# What is required:
Convert the lines from the one containing "petal, it would be much appreciated." through the one containing "98 101 L 93" into a two-column CSV with the header instruction,response. Write one row per request, placing its text and its answer each in a single quoted field, and replace the line breaks with spaces.

START Provided data

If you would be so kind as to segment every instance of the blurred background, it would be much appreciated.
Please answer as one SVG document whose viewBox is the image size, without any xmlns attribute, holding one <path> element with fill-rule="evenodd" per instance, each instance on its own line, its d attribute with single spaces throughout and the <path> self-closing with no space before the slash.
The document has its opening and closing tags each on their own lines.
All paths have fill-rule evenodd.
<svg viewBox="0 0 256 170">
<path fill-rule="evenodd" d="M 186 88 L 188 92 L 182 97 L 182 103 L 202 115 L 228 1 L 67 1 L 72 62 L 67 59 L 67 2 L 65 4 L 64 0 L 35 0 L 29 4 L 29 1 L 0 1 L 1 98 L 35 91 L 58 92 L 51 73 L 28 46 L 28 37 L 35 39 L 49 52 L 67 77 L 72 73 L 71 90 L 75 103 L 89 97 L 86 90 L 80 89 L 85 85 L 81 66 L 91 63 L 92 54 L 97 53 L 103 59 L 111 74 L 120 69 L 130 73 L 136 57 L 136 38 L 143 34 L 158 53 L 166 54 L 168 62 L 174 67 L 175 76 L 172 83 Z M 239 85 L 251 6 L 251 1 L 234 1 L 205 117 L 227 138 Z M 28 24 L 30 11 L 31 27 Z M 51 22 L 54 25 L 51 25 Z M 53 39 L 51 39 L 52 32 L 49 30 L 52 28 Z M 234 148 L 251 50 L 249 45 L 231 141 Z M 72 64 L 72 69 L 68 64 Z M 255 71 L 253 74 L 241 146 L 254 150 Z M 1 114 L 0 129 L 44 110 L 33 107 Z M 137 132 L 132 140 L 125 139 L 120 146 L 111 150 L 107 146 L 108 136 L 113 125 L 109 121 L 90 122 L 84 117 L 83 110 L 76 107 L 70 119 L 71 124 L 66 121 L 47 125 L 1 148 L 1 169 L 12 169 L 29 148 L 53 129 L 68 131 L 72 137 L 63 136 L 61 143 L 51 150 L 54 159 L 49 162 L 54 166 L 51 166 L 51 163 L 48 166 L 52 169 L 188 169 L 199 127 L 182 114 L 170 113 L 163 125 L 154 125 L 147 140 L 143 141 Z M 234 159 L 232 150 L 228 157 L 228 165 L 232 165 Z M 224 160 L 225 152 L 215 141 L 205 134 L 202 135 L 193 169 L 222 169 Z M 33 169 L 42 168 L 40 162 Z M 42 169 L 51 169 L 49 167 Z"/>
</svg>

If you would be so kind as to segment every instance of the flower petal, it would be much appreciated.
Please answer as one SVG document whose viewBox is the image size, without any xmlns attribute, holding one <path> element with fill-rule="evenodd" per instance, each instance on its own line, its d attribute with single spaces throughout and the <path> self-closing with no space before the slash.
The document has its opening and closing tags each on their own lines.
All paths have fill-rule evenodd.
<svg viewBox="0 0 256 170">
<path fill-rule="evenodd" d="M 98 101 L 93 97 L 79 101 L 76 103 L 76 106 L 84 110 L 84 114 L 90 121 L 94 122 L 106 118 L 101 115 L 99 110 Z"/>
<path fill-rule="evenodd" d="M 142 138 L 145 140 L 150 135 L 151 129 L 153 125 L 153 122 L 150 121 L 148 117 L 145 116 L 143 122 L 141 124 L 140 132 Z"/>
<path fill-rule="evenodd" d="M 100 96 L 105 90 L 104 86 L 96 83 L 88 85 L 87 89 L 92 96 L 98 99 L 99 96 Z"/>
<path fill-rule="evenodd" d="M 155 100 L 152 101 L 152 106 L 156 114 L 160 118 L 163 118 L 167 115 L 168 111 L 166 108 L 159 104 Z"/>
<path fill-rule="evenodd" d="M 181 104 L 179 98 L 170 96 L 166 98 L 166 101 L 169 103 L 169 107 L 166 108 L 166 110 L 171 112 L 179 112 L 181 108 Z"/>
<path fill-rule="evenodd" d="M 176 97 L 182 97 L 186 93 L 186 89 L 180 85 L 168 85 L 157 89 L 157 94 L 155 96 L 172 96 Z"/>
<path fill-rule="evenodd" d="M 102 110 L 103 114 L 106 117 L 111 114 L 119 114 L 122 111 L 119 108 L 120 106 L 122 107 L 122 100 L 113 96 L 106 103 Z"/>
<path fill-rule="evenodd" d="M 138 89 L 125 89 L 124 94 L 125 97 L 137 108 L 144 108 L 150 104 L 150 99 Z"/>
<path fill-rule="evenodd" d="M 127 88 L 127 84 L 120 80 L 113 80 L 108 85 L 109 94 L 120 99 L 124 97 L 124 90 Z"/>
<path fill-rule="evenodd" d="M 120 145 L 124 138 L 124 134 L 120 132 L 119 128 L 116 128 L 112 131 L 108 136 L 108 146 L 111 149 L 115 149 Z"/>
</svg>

END Provided data

# Worked answer:
instruction,response
"If you would be so kind as to segment every instance of the flower petal, it would be much appreciated. Please answer as one SVG document whose viewBox is the image size, without any xmlns attribute, holding one <path> element with fill-rule=""evenodd"" per instance, each instance on its own line, its d attribute with single spaces throughout and the <path> self-closing with no space before the slash. The document has its opening and closing tags each on their own lines. All paths have fill-rule evenodd.","<svg viewBox=""0 0 256 170""> <path fill-rule=""evenodd"" d=""M 98 101 L 93 97 L 79 101 L 76 103 L 76 106 L 84 110 L 84 114 L 90 121 L 94 122 L 106 118 L 101 115 L 99 110 Z""/>"